*** INFORMATION GIVEN

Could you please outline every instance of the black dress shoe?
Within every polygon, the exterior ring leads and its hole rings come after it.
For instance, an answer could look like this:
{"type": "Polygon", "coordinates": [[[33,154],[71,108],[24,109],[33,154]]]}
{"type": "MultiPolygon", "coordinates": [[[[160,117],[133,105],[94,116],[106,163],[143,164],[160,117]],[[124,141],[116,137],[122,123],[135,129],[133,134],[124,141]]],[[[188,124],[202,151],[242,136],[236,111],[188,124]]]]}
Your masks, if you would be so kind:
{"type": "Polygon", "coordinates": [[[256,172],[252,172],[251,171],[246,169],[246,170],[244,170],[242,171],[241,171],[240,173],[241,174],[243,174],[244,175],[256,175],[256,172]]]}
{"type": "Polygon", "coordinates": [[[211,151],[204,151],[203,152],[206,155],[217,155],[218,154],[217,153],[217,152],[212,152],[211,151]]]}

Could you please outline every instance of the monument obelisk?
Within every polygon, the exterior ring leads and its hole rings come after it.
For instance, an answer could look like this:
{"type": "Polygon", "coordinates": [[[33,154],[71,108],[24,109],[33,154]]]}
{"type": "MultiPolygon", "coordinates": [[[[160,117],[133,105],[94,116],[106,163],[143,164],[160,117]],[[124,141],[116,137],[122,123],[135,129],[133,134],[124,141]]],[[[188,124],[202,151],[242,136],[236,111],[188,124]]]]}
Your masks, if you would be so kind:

******

● AIM OF THE EXERCISE
Turn every line of the material above into a numbered list, one line per item, and leave out the blank lines.

● RESPONSE TO THE EXERCISE
1. Could you please outline every instance of the black dress shoe?
2. Within every polygon, the exterior ring leads and its hole rings come after it.
3. For instance, an answer could look like this:
4. {"type": "Polygon", "coordinates": [[[33,154],[71,108],[24,109],[33,154]]]}
5. {"type": "MultiPolygon", "coordinates": [[[[160,117],[133,105],[94,116],[106,163],[143,164],[160,117]],[[124,141],[116,137],[122,123],[135,129],[133,134],[124,141]]],[[[188,124],[202,151],[242,136],[236,111],[188,124]]]]}
6. Your masks, if you would be so kind:
7. {"type": "Polygon", "coordinates": [[[256,172],[252,172],[251,171],[246,169],[246,170],[244,170],[242,171],[241,171],[240,173],[241,174],[243,174],[244,175],[256,175],[256,172]]]}
8. {"type": "Polygon", "coordinates": [[[211,151],[204,151],[203,152],[206,155],[217,155],[218,154],[217,153],[217,152],[212,152],[211,151]]]}
9. Could you please outline every instance of the monument obelisk?
10. Within every polygon, the exterior ring leads and its hole rings come after it.
11. For instance, an answer could look like this:
12. {"type": "Polygon", "coordinates": [[[33,154],[71,108],[24,109],[33,154]]]}
13. {"type": "MultiPolygon", "coordinates": [[[[160,117],[133,105],[94,116],[106,163],[143,164],[160,117]],[[124,141],[116,137],[122,123],[135,129],[133,134],[124,141]]],[[[188,124],[202,151],[242,136],[236,111],[188,124]]]]}
14. Your masks, if you would be so kind:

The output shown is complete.